#### Raw records ####
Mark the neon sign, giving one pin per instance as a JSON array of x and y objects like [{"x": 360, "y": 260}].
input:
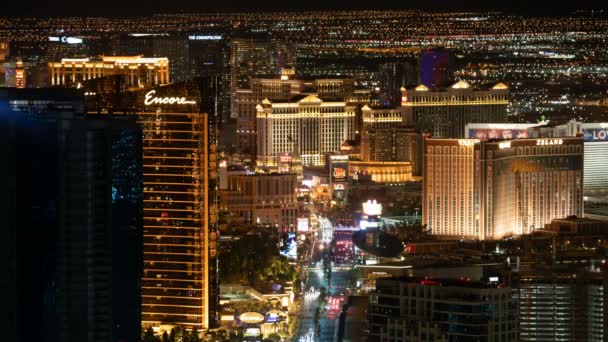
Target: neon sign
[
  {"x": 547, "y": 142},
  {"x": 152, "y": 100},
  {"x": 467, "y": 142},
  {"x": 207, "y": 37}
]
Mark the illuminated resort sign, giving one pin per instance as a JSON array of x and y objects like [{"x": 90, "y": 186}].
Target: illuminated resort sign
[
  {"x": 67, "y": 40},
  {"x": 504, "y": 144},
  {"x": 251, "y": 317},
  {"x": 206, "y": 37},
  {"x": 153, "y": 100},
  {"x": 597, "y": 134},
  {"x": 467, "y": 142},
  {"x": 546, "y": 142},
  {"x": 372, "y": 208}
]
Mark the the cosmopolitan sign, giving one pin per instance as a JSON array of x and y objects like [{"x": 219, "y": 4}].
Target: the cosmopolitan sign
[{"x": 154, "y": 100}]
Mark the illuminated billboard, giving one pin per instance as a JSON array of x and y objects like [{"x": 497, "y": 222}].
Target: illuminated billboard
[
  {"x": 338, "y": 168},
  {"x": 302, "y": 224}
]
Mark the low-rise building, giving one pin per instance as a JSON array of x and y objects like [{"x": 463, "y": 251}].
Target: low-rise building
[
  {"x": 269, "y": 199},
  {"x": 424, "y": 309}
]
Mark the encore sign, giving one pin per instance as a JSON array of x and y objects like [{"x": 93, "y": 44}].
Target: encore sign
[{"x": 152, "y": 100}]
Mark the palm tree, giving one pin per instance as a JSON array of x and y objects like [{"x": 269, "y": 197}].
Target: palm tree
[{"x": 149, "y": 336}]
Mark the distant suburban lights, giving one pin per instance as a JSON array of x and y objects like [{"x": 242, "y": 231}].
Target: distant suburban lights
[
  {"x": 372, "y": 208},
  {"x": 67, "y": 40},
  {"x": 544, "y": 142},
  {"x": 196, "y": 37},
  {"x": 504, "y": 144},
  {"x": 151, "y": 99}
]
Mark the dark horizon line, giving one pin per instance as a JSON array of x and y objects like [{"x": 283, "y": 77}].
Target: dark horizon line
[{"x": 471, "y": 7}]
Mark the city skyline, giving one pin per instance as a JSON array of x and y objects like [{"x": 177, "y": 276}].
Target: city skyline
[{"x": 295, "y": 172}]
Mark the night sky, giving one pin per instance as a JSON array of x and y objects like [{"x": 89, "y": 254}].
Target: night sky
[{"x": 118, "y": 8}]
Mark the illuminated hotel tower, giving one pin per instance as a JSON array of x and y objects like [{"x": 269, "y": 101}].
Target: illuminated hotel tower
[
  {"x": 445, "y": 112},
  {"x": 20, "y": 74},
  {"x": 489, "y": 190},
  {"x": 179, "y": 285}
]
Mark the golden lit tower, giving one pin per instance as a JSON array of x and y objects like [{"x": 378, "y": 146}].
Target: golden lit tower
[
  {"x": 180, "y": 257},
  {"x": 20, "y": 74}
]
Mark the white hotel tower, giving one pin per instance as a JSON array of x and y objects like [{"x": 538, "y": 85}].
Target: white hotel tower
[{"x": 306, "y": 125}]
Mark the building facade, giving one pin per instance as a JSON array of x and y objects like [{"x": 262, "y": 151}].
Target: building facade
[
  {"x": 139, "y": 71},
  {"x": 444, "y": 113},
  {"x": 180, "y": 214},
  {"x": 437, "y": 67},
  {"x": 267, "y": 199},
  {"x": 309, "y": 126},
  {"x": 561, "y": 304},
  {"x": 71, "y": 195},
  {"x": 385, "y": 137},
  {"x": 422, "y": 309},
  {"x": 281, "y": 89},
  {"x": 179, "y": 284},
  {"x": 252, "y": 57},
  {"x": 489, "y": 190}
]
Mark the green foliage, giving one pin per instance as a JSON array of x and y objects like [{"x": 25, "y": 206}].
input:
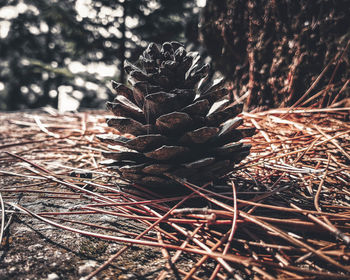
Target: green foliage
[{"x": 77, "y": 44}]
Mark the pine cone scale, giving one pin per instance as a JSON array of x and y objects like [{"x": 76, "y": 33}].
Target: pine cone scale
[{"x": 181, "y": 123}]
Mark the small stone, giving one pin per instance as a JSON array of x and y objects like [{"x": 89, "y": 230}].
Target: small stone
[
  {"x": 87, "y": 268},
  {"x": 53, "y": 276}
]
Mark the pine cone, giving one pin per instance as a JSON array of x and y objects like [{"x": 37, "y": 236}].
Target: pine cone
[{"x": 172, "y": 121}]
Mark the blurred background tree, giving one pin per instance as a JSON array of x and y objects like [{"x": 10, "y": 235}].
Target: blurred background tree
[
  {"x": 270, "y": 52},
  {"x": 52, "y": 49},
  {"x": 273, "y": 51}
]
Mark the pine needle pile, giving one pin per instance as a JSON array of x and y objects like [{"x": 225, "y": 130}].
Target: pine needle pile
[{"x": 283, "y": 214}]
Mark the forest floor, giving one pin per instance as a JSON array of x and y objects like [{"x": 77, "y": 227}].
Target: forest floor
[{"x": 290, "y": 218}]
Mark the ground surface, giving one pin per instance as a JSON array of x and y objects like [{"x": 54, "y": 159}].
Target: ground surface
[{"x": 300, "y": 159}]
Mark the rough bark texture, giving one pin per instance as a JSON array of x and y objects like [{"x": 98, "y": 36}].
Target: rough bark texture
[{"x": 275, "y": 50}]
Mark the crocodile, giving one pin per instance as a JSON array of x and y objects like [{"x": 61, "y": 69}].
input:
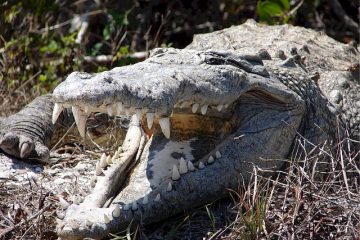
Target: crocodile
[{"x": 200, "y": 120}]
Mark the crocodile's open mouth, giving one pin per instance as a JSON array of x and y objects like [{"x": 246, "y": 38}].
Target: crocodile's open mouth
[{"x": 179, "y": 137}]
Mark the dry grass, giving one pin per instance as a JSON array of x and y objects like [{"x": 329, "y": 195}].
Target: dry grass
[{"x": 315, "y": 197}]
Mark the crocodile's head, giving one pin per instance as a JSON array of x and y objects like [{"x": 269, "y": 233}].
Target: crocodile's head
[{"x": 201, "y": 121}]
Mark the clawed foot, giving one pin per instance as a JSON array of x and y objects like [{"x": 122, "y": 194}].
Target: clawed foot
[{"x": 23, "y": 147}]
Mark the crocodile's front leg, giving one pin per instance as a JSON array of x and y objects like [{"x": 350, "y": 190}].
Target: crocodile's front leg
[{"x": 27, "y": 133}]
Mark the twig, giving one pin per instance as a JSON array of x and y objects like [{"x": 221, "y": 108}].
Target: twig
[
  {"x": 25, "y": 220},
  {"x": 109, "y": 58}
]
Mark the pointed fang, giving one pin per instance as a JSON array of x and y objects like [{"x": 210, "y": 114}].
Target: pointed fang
####
Exercise instructions:
Starting at the line that has "Mark the crocodile's front" and going through the last line, write out every line again, requests included. Scale each pin coordinate in the answers by 1.35 and round to whole numbers, with halves going up.

Answer for the task:
Mark the crocodile's front leg, giving one pin per instance as a JSON array of x and y objects like [{"x": 350, "y": 190}].
Target: crocodile's front leg
[{"x": 36, "y": 180}]
Mark the twig, giving one pin per instance as a JSON array of x and y objects like [{"x": 221, "y": 108}].
Target: twig
[
  {"x": 34, "y": 297},
  {"x": 147, "y": 78}
]
Mark the pointed fang, giving one pin per instance as a JSON array of x and y objects like [{"x": 210, "y": 114}].
Target: pointed fang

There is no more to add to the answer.